◆ WRITTEN PROBLEM:
Below is a block of records; repeat all of them exactly.

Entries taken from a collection
______________________________

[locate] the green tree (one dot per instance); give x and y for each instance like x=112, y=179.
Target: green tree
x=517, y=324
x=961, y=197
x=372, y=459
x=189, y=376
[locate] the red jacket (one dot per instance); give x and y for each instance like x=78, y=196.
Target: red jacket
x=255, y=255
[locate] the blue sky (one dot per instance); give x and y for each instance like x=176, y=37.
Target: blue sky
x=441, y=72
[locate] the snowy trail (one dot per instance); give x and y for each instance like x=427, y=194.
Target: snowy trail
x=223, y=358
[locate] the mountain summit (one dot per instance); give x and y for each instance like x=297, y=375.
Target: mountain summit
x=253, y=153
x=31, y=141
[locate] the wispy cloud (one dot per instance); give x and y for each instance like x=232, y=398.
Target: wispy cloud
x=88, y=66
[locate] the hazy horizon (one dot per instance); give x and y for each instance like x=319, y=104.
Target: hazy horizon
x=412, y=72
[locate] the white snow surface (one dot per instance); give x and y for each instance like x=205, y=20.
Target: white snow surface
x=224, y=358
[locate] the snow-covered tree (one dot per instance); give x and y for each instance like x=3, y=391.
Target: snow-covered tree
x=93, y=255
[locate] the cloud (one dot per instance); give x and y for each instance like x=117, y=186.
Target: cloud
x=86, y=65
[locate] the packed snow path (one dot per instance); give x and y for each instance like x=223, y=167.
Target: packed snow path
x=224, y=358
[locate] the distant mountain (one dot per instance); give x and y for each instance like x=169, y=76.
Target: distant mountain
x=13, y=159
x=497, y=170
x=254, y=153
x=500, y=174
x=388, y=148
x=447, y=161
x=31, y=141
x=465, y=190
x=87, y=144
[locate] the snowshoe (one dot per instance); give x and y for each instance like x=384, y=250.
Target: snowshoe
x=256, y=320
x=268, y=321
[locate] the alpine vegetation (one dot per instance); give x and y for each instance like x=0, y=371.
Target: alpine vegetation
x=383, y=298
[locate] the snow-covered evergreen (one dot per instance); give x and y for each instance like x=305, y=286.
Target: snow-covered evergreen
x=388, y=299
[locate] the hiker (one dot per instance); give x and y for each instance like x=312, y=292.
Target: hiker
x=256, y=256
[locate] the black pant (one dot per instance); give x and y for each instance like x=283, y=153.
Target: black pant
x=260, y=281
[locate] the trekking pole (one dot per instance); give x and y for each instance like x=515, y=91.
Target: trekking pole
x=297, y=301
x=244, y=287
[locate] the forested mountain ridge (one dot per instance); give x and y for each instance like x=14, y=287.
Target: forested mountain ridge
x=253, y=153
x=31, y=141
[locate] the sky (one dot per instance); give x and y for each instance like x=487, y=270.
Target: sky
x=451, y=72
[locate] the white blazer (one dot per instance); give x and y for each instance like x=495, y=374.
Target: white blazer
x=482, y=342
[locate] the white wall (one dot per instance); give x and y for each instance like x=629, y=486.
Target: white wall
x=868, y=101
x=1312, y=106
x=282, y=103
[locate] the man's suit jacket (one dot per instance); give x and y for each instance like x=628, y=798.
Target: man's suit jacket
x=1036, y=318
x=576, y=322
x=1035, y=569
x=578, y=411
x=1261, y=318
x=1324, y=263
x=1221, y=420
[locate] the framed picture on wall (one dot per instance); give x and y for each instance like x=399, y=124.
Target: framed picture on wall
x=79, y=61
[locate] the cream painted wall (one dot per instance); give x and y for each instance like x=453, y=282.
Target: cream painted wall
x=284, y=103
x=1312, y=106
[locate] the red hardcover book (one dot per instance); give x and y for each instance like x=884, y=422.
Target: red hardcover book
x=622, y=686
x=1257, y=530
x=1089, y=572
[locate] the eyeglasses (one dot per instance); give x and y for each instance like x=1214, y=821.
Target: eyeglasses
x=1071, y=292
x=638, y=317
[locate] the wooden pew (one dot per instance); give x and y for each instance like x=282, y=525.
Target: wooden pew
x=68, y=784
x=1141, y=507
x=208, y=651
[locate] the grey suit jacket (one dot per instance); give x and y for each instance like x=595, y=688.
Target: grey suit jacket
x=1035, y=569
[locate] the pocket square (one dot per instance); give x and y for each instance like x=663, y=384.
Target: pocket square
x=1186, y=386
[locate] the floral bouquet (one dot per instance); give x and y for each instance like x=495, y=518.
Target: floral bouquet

______________________________

◆ ANSWER FOR THIS EXERCISE:
[locate] the green tree (one dot per instance); give x and y for each instance like x=112, y=179.
Target: green tree
x=517, y=324
x=961, y=197
x=372, y=459
x=189, y=376
[locate] the red jacket (one dot per instance); give x and y for each instance like x=78, y=196.
Target: red jacket
x=255, y=255
[locate] the blue sky (one dot per instance); give x and y for each instance like x=176, y=37.
Target: blue sky
x=441, y=72
[locate] the snowy trail (one dot per instance); give x and y for each instance like x=427, y=194.
Target: snowy trail
x=223, y=358
[locate] the mountain summit (one dot per instance); give x and y for each instance like x=297, y=375.
Target: mountain summit
x=253, y=153
x=31, y=141
[locate] the wispy cloud (one dot per instance); give x and y for each instance like x=232, y=398.
Target: wispy cloud
x=88, y=66
[locate] the hazy horizon (one dot per instance); give x and y for each instance like x=319, y=104.
Target: hazy horizon
x=412, y=72
[locate] the white snow surface (one dot per instance); give x and y for each instance like x=205, y=20.
Target: white snow surface
x=224, y=358
[locate] the snow-covered tree (one dot per instance); give x and y for each instance like x=3, y=391.
Target: snow-covered tree
x=93, y=255
[locate] the cloud (one dot per instance); give x and y for each instance like x=117, y=186.
Target: cloud
x=86, y=65
[locate] the packed snow path (one dot per instance); give x and y for each instance like x=223, y=167.
Target: packed snow path
x=224, y=358
[locate] the distant mountain (one dot per instance); give x and y for each instance like x=169, y=76.
Target: distant mountain
x=13, y=159
x=497, y=170
x=254, y=153
x=500, y=174
x=388, y=148
x=447, y=161
x=31, y=141
x=465, y=190
x=87, y=144
[locate] the snowshoe (one dot per instance); give x and y for each instance like x=384, y=250.
Target: snowshoe
x=256, y=320
x=268, y=321
[locate] the alpine vegetation (one dot per instance); give x and y for each instance like x=0, y=371.
Target: alpine vegetation
x=383, y=298
[locate] the snow-covered evergreen (one dot per instance); give x and y for each instance like x=305, y=286.
Target: snow-covered evergreen
x=388, y=299
[locate] the hiker (one dot per instance); give x and y for each instance like x=312, y=292.
Target: hiker
x=256, y=256
[locate] the black pant (one dot per instance); give x and y for each instance like x=283, y=153.
Target: black pant
x=260, y=281
[locate] the trekking pole (one dot per instance); give x and y for each instance like x=515, y=91.
Target: trekking pole
x=297, y=301
x=244, y=287
[locate] the forested mountain ridge (one dot per instance); give x and y for each instance like x=14, y=287.
Target: forested mountain ridge
x=253, y=153
x=31, y=141
[locate] the sky (one dot per instance); give x and y for each instance like x=487, y=270.
Target: sky
x=451, y=72
[locate] the white blazer (one dot per instance); give x and y for each instance like x=495, y=374.
Target: white blazer
x=482, y=342
[locate] the white wall (one dot per instance); give x and y for each instance like x=629, y=486.
Target: white wall
x=868, y=101
x=1312, y=106
x=282, y=103
[locate] the man's suit jacket (one dot per instance); give x and y for each instance like x=628, y=798.
Target: man's suit jacket
x=1036, y=318
x=576, y=322
x=1035, y=569
x=578, y=411
x=1261, y=318
x=1324, y=263
x=1221, y=420
[locate] the framed picture on wall (one dot per instance); give x and y for each instance like x=399, y=124.
Target: framed picture on wall
x=79, y=61
[locate] the cream painted wall (one dot per instance); give x and y for each instance like x=453, y=282.
Target: cream painted wall
x=284, y=103
x=1312, y=106
[locate] the red hardcover book (one dot per instance); give x and y for each instance like x=884, y=422.
Target: red hardcover book
x=622, y=686
x=1257, y=530
x=1089, y=572
[locate] the eyeglasses (one dot per instance); give x and y for each instance like x=1214, y=821.
Target: eyeglasses
x=1071, y=292
x=638, y=317
[locate] the wooden pew (one dot per instance); give x and y for each instance like x=282, y=525.
Target: wooden pew
x=68, y=784
x=1141, y=507
x=208, y=651
[locate] the grey suit jacket (one dot per instance); give x and y for each instance like x=595, y=688.
Target: grey suit jacket
x=1035, y=569
[locate] the pocket square (one dot per instance); give x and y for each instance like x=663, y=384.
Target: pocket square
x=1186, y=386
[locate] the floral bouquet (one dot per instance); give x and y for each instance like x=495, y=518.
Target: floral bouquet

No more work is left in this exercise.